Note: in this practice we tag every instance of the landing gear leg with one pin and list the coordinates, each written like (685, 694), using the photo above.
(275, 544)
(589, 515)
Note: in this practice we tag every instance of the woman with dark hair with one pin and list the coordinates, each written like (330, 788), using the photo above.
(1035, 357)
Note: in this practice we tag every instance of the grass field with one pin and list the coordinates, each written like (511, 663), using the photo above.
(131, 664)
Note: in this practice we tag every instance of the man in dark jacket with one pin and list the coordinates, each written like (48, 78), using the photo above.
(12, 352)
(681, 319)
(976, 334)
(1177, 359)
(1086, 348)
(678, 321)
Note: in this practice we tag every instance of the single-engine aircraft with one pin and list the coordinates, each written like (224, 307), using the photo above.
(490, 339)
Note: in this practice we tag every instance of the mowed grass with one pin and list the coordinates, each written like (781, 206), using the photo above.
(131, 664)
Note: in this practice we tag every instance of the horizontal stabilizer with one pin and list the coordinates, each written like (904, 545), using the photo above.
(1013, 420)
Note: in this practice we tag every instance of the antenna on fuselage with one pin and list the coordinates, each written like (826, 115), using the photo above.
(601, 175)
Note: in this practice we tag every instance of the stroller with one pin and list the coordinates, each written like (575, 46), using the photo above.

----

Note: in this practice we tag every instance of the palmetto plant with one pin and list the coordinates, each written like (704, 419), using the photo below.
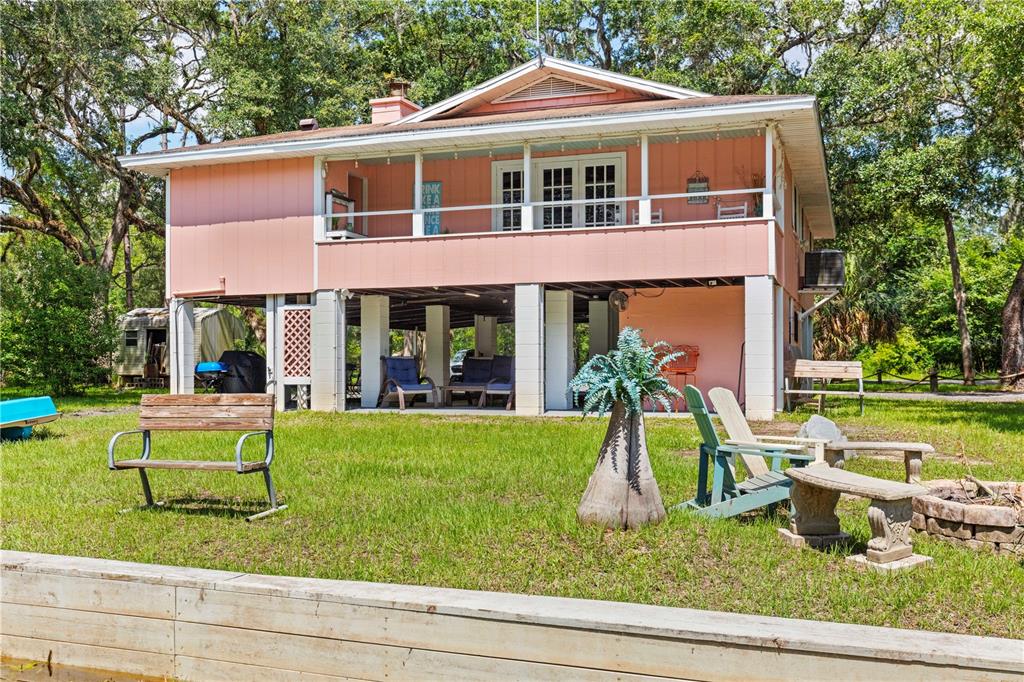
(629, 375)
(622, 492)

----

Reproduce the rows starting at the one containing "Note: in this practice we tag every instance of the antenna" and ending at the one containing "Note: in this practice we tag every instance of the stroller", requests included, scaling every point coordinate in the answers by 0.8 and rounding to whole numbers, halves up. Leave the numbers in the requests and their format samples unchanged.

→ Task result
Note: in this practice we tag every instance of the antenna on fuselage with one pin and list the coordinates, each written like (826, 115), using the photo above.
(481, 140)
Note: in this practice we tag every instance of the stroller with one pin and list the coordinates, each written like (575, 46), using the photo above.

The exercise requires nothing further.